(DOCUMENT PASSAGE Opens)

The Fight for Health Care Has Always Been About Civil Rights

Echoes of the past:

Even as members of the MCHR listened to King’s speech in Chicago, the AMA was digging their heels in against the prospect of integrating the expanding Medicare and Medicaid programs. Using the successful, red-baiting cudgel of “socialized medicine,” and armed with the first major political advertising firm, the AMA, health-care industry organizations, and their conservative allies had already defeated a 1947 proposal from President Truman to create a true national health-care plan. Although they could not stop the remnants of that plan from eventually becoming Medicare and Medicaid, that coalition was able to obstruct further progress towards coverage for “able-bodied” adults and the creation of a coherent universal guarantee to care. They might not have known it at the time, but for those activists in 1966, health care had already become a dead end.
After King’s death in 1968, and the disintegration of the civil-rights movement, opposition from the AMA-led coalition would stymy the last organized effort from the MCHR to create and pass a single-payer bill. That failure also cemented the basic composition of American health-care: a patchwork dominated by private employer-based insurance, where non-elderly people who couldn’t afford or didn’t have such offers, and didn’t fall into narrow special Medicaid eligibility groups were largely left out. And it’s no coincidence or secret that those left out were more likely than not to be people of color.

(DOCUMENT PASSAGE Closes)

:: THINGS TO DO ::
#1 In the health-care passage, in what year did President Truman propose a true national health-care plan?
#2 From the health-care passage, return the part that begins at the words "Even as members" and stops after "a dead end.".
The listing that follows has no connection to the health-care passage.

(DATASET EXCERPTS Opens)

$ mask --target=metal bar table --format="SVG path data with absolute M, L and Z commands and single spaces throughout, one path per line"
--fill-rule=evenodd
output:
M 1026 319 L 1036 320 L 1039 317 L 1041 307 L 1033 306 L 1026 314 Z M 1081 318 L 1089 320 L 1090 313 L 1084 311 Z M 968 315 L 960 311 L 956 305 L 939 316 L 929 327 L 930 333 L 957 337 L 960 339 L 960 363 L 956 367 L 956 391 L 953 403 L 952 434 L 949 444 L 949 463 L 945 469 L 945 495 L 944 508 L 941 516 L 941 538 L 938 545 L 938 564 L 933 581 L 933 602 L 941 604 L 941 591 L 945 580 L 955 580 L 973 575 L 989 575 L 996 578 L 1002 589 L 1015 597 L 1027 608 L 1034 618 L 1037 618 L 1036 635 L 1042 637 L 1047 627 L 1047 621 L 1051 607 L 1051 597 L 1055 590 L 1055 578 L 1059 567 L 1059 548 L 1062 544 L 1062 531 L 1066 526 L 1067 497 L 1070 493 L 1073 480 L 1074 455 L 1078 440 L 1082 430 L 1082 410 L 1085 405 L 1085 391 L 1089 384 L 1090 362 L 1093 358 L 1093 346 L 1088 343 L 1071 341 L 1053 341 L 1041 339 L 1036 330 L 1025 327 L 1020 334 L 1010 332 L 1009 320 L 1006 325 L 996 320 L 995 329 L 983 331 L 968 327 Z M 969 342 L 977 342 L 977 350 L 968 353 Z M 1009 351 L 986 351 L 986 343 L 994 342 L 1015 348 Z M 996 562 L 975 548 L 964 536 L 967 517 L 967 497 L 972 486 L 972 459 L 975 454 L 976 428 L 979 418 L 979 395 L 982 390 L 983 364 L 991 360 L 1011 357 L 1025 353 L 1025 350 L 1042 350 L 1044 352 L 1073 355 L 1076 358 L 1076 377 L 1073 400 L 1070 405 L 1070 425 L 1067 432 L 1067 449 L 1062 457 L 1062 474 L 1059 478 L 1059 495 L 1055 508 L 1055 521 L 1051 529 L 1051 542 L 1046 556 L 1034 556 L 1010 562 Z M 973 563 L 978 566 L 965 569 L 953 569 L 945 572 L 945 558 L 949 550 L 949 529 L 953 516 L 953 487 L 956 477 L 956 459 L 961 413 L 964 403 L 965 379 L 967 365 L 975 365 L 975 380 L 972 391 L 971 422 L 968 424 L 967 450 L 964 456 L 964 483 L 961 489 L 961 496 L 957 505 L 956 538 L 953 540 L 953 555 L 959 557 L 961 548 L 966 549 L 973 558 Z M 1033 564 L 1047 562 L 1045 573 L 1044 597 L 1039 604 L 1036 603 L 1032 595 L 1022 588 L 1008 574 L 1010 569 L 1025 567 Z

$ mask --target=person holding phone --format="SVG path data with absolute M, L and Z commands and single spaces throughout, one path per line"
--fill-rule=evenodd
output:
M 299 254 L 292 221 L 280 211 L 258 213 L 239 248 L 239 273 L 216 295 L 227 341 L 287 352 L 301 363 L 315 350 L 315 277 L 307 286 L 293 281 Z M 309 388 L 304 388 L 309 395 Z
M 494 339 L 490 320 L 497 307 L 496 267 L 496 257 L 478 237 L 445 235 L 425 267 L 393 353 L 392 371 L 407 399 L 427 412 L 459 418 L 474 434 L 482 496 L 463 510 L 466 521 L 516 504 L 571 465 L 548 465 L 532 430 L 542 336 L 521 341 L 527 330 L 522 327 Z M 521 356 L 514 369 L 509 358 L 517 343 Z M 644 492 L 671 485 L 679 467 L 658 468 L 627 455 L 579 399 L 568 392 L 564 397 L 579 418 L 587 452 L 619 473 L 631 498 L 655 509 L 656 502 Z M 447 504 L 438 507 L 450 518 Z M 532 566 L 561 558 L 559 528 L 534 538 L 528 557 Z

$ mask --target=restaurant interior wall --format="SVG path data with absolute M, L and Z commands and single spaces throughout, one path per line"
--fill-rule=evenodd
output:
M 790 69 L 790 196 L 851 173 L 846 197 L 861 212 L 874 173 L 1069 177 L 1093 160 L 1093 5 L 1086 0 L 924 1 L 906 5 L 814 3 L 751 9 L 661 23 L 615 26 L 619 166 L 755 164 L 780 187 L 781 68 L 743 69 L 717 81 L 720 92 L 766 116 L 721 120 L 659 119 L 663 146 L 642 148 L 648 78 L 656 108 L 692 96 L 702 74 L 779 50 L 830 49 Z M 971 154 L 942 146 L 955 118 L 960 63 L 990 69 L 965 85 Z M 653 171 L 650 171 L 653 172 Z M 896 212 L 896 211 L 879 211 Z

(DATASET EXCERPTS Closes)

:: ANSWERS TO THE PROBLEMS ::
#1 1947

#2
Even as members of the MCHR listened to King’s speech in Chicago, the AMA was digging their heels in against the prospect of integrating the expanding Medicare and Medicaid programs. Using the successful, red-baiting cudgel of “socialized medicine,” and armed with the first major political advertising firm, the AMA, health-care industry organizations, and their conservative allies had already defeated a 1947 proposal from President Truman to create a true national health-care plan. Although they could not stop the remnants of that plan from eventually becoming Medicare and Medicaid, that coalition was able to obstruct further progress towards coverage for “able-bodied” adults and the creation of a coherent universal guarantee to care. They might not have known it at the time, but for those activists in 1966, health care had already become a dead end.